BEGIN PASSAGE TO READ

Morphology-Based Methods¶
Niche definition: joint histological and molecular features.
These methods integrate H&E staining images with molecular data (transcriptomics or proteomics) to define niches that reflect both tissue architecture and gene expression. They leverage the fact that H&E images are universally available in clinical settings and contain rich spatial information about tissue organization.
Key Methods¶
TESLA¶
- Paper: Cell Systems, 2023
- Code: github.com/jianhuupenn/TESLA
- Niche definition: Combines H&E image features with spatial gene expression to annotate tissue at finer resolution than the original spatial transcriptomics spots.
- Key innovation: Super-resolution annotation — uses histology to subdivide spatial transcriptomics spots, enabling finer-grained niche characterization. Developed by Linghua Wang's group at MD Anderson.
- Strengths: Enhances resolution of Visium-scale data, integrates morphological features that are invisible in expression data alone, clinically relevant (H&E is standard).
- Limitations: Requires paired H&E + spatial transcriptomics; the resolution enhancement is learned from training data and may not generalize across tissues or staining protocols.
METI¶
- Paper: Nature Communications, 2024
- Code: github.com/Flashiness/METI
- Niche definition: Maps tumor microenvironment interactions by combining morphological features from H&E with spatial gene expression to characterize cell-cell interactions at the tissue level.
- Key innovation: Explicitly targets TME characterization by integrating morphological phenotyping with molecular spatial data. Also from Linghua Wang's group.
- Strengths: Directly addresses tumor niche characterization, clinically actionable output, builds on TESLA's framework.

END PASSAGE TO READ
BEGIN MATERIAL SUPPLIED

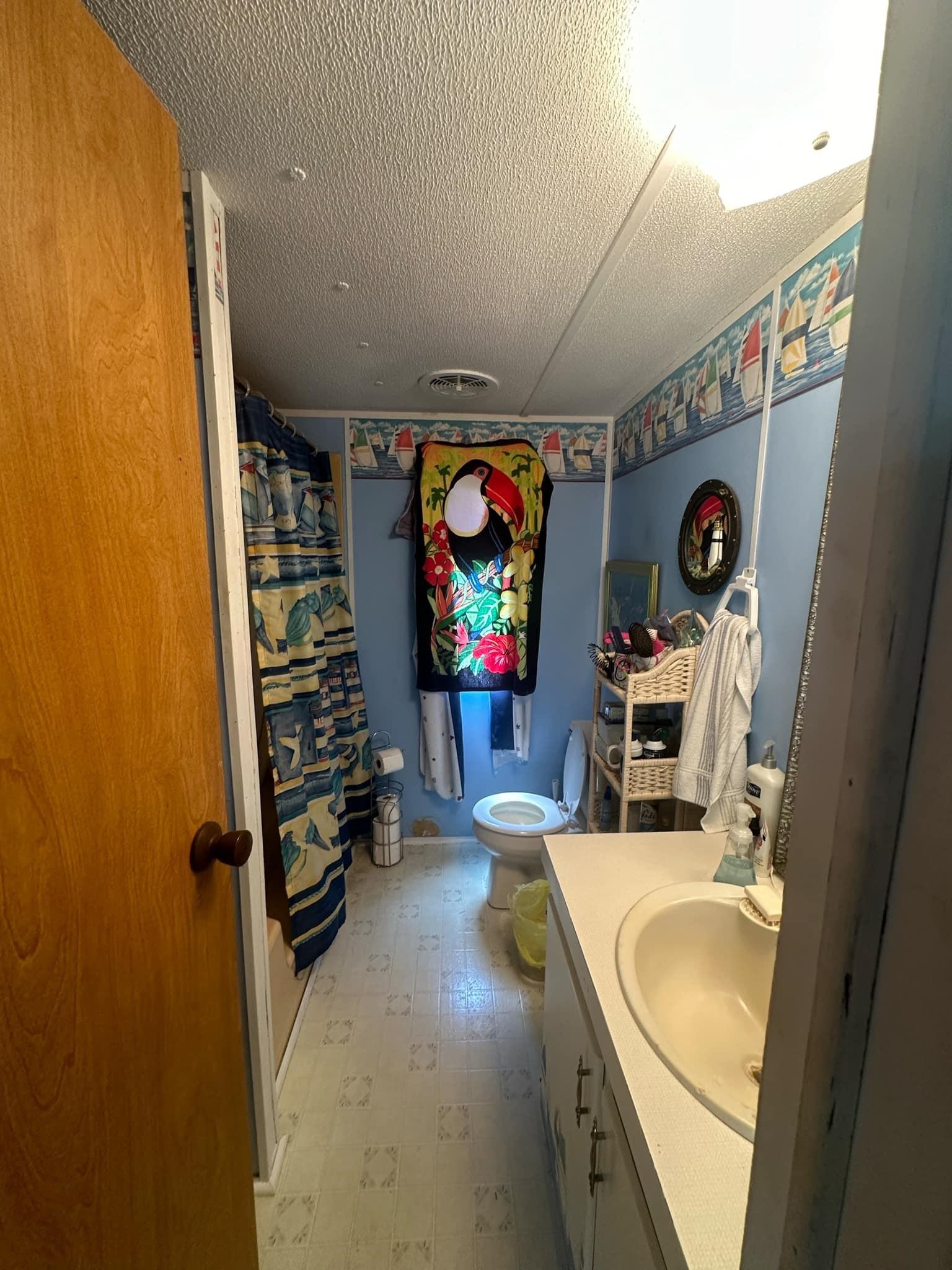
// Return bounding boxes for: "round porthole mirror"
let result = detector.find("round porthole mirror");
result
[678,480,740,596]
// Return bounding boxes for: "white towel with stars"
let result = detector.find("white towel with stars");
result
[420,692,464,802]
[671,608,760,833]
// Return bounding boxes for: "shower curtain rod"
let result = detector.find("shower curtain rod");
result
[235,375,320,455]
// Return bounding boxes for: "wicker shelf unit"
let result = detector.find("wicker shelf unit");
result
[588,610,707,833]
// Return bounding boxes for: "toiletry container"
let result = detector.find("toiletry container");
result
[713,802,757,887]
[637,738,668,833]
[745,740,783,875]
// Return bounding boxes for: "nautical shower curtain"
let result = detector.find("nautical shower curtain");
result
[236,391,371,970]
[416,441,552,696]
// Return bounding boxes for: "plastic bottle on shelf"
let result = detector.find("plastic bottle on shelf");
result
[744,740,783,877]
[598,785,612,829]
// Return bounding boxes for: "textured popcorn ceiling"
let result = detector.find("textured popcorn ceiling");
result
[87,0,866,413]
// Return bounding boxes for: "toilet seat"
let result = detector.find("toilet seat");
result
[472,794,565,838]
[472,728,588,908]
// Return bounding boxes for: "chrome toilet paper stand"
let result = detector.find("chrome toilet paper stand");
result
[371,728,403,869]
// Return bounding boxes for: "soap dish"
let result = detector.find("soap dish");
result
[740,887,783,931]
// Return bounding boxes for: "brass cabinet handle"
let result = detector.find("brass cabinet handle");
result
[589,1116,608,1197]
[575,1054,591,1129]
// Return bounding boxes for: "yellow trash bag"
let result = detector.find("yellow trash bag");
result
[509,879,552,979]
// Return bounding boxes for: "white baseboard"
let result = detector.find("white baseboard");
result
[275,957,321,1097]
[403,833,478,847]
[255,1134,291,1195]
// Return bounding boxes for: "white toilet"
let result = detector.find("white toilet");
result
[472,724,588,908]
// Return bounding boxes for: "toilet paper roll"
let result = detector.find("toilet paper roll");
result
[373,745,403,776]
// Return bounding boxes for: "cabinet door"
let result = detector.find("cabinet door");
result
[589,1085,664,1270]
[544,903,603,1270]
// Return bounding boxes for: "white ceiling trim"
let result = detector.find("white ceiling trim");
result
[521,128,678,415]
[275,406,614,423]
[614,200,866,419]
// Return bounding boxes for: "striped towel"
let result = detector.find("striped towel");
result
[672,608,760,833]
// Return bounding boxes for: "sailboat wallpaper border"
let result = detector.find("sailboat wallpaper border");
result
[612,291,773,479]
[346,414,608,481]
[770,221,863,405]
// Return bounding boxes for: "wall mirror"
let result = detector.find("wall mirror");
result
[602,560,658,631]
[678,480,740,596]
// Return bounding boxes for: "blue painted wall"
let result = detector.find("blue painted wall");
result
[608,414,760,617]
[292,415,604,836]
[747,380,843,768]
[609,380,842,767]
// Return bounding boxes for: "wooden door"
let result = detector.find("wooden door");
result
[0,0,257,1270]
[590,1085,664,1270]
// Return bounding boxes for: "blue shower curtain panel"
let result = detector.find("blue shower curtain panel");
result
[236,391,371,970]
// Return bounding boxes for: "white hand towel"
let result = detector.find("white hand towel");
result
[672,608,760,833]
[420,692,464,802]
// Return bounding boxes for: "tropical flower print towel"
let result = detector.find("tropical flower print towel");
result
[416,441,552,696]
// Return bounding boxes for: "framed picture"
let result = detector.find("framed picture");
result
[603,560,658,631]
[678,480,740,596]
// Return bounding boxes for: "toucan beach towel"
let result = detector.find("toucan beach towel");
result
[416,441,552,696]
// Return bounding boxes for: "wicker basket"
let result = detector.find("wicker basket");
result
[626,758,678,801]
[614,608,707,705]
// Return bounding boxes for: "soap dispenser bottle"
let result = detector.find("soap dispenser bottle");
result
[713,802,757,887]
[745,740,783,875]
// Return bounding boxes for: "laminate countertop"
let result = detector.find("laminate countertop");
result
[542,832,752,1270]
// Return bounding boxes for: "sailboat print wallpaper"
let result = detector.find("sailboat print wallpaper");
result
[346,415,608,481]
[773,221,862,402]
[612,293,772,476]
[612,221,863,477]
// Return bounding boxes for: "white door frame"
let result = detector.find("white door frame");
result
[189,171,278,1190]
[741,0,952,1270]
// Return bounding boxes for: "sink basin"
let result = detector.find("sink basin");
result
[615,881,777,1142]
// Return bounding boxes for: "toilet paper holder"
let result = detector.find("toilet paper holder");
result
[371,728,403,868]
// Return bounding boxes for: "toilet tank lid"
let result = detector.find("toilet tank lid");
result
[562,728,588,815]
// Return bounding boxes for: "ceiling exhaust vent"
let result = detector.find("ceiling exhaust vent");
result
[419,371,499,400]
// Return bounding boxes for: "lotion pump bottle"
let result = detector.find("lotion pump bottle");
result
[713,802,757,887]
[745,740,783,877]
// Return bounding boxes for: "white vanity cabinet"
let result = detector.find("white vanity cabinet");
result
[542,902,604,1270]
[590,1085,664,1270]
[544,900,664,1270]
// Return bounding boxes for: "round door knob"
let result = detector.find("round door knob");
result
[189,820,253,873]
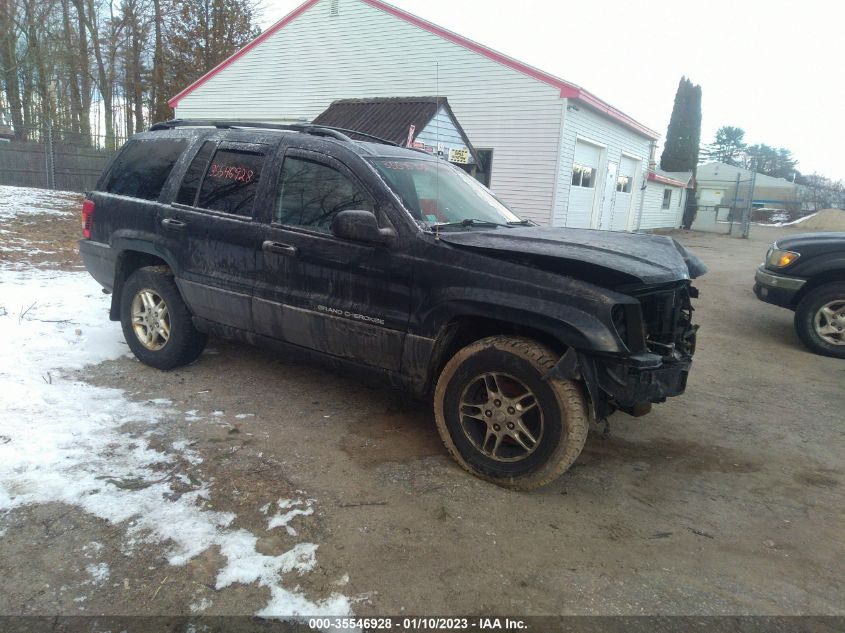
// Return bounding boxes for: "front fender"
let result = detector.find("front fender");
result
[417,288,636,354]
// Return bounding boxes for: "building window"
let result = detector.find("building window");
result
[468,147,493,188]
[572,163,596,189]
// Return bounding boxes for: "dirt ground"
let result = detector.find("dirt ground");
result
[0,210,845,615]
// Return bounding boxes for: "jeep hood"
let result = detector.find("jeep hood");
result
[440,226,707,287]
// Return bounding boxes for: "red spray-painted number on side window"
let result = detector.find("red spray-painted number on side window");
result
[209,163,255,182]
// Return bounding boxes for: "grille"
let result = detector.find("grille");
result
[639,287,698,357]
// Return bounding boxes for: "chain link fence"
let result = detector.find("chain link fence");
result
[0,126,126,192]
[690,172,757,238]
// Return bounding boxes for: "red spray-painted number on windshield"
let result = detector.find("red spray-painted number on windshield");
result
[210,163,255,182]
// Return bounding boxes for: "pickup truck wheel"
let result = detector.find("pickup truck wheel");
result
[795,283,845,358]
[434,336,589,490]
[120,266,206,369]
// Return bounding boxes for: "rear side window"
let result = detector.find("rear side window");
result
[176,141,217,206]
[105,138,188,200]
[196,148,264,216]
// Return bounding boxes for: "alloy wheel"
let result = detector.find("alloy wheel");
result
[813,299,845,345]
[132,288,170,352]
[459,372,543,462]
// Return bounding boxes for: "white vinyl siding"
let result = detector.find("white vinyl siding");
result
[552,100,651,230]
[635,180,686,231]
[177,0,564,224]
[414,108,475,163]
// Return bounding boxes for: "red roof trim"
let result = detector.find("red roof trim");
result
[361,0,660,139]
[167,0,320,108]
[648,171,688,189]
[167,0,660,139]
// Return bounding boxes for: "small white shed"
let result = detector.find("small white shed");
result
[170,0,675,231]
[636,169,692,231]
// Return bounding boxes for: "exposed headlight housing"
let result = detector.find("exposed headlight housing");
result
[766,246,801,268]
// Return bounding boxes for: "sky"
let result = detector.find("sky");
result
[261,0,845,180]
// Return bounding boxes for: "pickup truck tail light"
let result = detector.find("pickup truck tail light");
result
[82,200,94,239]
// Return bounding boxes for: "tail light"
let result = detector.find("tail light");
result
[82,200,94,239]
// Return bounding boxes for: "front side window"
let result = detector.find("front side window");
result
[196,148,264,216]
[105,138,188,200]
[572,163,596,188]
[372,158,522,225]
[273,156,373,233]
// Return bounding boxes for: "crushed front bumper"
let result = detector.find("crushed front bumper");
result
[549,349,692,420]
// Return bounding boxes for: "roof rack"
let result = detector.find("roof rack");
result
[150,119,399,147]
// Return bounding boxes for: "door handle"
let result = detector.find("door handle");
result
[261,240,299,257]
[161,218,188,231]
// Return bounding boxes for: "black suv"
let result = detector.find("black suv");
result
[80,121,705,489]
[754,233,845,358]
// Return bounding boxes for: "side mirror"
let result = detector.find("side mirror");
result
[331,209,396,246]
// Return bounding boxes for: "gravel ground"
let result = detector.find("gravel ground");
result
[0,206,845,615]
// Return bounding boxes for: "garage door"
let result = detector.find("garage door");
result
[610,156,640,231]
[566,141,602,228]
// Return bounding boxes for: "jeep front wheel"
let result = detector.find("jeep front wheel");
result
[434,336,589,490]
[120,266,206,369]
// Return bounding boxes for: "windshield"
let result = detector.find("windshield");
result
[372,158,522,226]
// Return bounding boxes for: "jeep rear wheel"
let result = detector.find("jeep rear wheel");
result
[795,283,845,358]
[120,266,206,369]
[434,336,589,490]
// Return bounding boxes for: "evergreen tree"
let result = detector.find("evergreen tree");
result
[660,77,701,172]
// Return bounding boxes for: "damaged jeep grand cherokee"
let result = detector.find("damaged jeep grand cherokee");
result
[80,120,705,490]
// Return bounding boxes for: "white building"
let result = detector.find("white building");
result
[170,0,677,230]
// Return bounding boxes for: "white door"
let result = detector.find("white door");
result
[593,160,619,231]
[566,139,604,228]
[610,156,639,231]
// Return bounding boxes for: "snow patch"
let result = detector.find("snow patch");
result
[0,185,82,219]
[0,268,351,616]
[265,499,314,536]
[190,597,211,613]
[85,563,111,585]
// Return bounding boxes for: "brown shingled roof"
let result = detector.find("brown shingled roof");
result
[313,97,464,147]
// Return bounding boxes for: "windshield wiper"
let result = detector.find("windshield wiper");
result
[431,218,510,229]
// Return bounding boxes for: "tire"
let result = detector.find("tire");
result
[795,282,845,358]
[120,266,207,369]
[434,336,589,490]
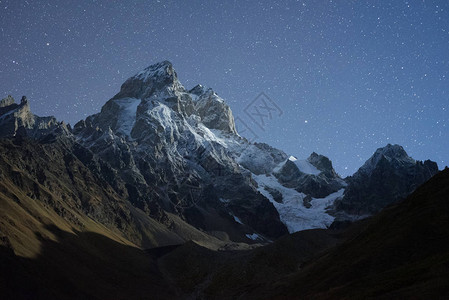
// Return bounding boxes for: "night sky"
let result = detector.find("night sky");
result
[0,0,449,175]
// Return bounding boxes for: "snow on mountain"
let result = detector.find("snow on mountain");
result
[253,174,344,233]
[114,98,141,136]
[288,156,321,175]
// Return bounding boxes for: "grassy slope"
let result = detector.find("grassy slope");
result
[158,170,449,299]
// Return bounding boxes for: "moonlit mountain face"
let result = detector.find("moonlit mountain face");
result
[0,61,447,299]
[0,0,449,300]
[0,0,449,177]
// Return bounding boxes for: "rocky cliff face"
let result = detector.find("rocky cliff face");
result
[335,144,438,219]
[0,61,437,249]
[0,96,69,139]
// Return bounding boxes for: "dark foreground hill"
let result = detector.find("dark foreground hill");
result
[0,156,449,299]
[159,169,449,299]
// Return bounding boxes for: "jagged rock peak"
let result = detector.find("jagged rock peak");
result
[133,60,178,81]
[113,60,185,99]
[189,84,211,96]
[359,144,416,173]
[0,95,14,107]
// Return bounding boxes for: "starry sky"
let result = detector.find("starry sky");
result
[0,0,449,176]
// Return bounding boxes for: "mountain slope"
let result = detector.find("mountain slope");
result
[172,169,449,299]
[335,144,438,219]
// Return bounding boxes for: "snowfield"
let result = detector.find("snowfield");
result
[253,174,344,233]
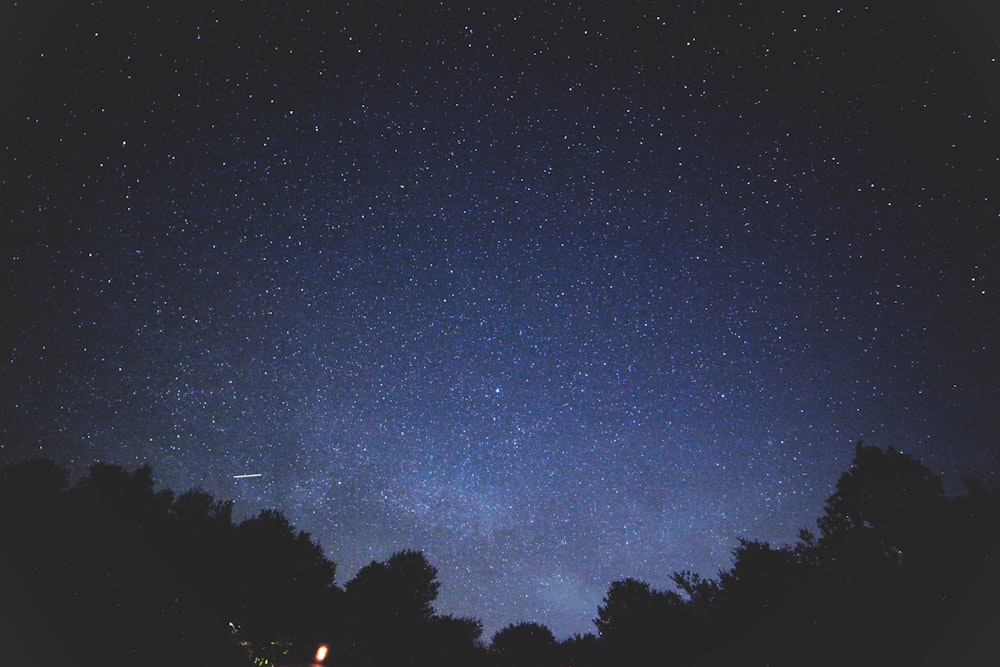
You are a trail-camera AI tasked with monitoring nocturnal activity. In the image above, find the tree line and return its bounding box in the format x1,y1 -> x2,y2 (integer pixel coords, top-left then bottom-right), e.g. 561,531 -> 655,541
0,443 -> 1000,667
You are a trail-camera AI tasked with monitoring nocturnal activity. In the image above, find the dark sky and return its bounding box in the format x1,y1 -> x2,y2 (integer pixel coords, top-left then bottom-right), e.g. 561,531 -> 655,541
0,0 -> 1000,636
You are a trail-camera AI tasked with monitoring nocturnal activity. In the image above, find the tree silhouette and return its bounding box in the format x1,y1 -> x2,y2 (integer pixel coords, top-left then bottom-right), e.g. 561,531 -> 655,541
490,622 -> 557,667
345,550 -> 440,664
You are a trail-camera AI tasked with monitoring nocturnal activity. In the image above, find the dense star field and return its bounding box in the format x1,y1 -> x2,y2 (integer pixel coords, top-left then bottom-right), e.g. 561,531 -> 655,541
0,1 -> 1000,637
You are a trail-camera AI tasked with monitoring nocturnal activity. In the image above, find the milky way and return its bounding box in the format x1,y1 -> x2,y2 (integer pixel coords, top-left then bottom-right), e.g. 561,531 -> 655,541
0,2 -> 1000,636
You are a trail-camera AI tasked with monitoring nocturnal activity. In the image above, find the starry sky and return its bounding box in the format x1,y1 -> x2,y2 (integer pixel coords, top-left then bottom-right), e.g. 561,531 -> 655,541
0,0 -> 1000,637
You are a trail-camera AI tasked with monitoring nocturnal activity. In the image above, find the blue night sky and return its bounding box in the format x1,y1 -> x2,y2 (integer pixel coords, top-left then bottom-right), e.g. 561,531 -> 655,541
0,1 -> 1000,637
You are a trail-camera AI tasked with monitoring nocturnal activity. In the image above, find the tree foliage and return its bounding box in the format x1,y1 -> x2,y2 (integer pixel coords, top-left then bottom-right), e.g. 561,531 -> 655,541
0,444 -> 1000,667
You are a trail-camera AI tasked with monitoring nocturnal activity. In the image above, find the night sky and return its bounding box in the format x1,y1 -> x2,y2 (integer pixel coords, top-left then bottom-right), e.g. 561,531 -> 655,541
0,0 -> 1000,637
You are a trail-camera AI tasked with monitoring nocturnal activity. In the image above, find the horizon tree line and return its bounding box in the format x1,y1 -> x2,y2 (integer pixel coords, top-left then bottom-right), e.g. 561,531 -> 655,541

END MATERIAL SUPPLIED

*REQUIRED ACTIONS*.
**A)** Answer these from the passage on morphology-based methods:
(i) Which two kinds of molecular data do these methods combine with H&E staining images?
(ii) In what journal and year was METI published?
(iii) According to its limitations, what paired data does TESLA require?
**B)** Carry on the passage on morphology-based methods, starting after its final line.
The listing has no connection to the passage on morphology-based methods.

*RESULTS OF THE EXERCISE*.
**A)**
(i) Transcriptomics or proteomics.
(ii) Nature Communications, 2024.
(iii) Paired H&E and spatial transcriptomics.

**B)**
- Limitations: Cancer-focused; applicability to non-tumor tissues not fully demonstrated.
GigaTIME¶
- Paper: Cell, 2025
- Code: github.com/prov-gigatime/GigaTIME
- Niche definition: Translates H&E images into virtual multiplex immunofluorescence, enabling niche characterization from routine clinical slides.
- Key innovation: Trains on paired H&E and multiplex IF data from 14,256 patients to predict protein marker expression from H&E alone. Enables retrospective niche analysis of any H&E-stained slide.
- Strengths: Massive clinical applicability — most existing tissue samples only have H&E. Succeeds because spatial pattern translation is a correlation task where deep learning excels.
- Limitations: Predictions are correlative — the model learns H&E-to-IF mapping, not causal relationships. Accuracy varies across tissue types and markers.
The Linghua Wang Connection¶
TESLA and METI are both developed by Linghua Wang's group at MD Anderson Cancer Center. Wang's research focuses on integrating computational pathology with spatial transcriptomics to characterize tumor microenvironments. Her group pioneered the approach of using H&E morphology as a lens into molecular spatial organization — the insight that tissue architecture visible under the microscope encodes information about the cellular niche.
This work is directly relevant to the Colin Stroud Hackathon, which Wang organizes, themed "Decoding Functional Niches in Cancer by Leveraging Spatial Omics and AI."
When to Use Morphology-Based Methods¶
Best for:
- Clinical datasets where H&E is the primary or only available modality.
- Enhancing resolution of Visium or other spot-level spatial transcriptomics.
- Retrospective analysis of archived tissue with existing H&E slides.
- Tumor microenvironment characterization integrating pathological features.
Not ideal for:
- Datasets without paired histology images.
- Questions about molecular mechanisms that are not reflected in tissue morphology.
- Non-epithelial tissues where H&E morphology is less informative.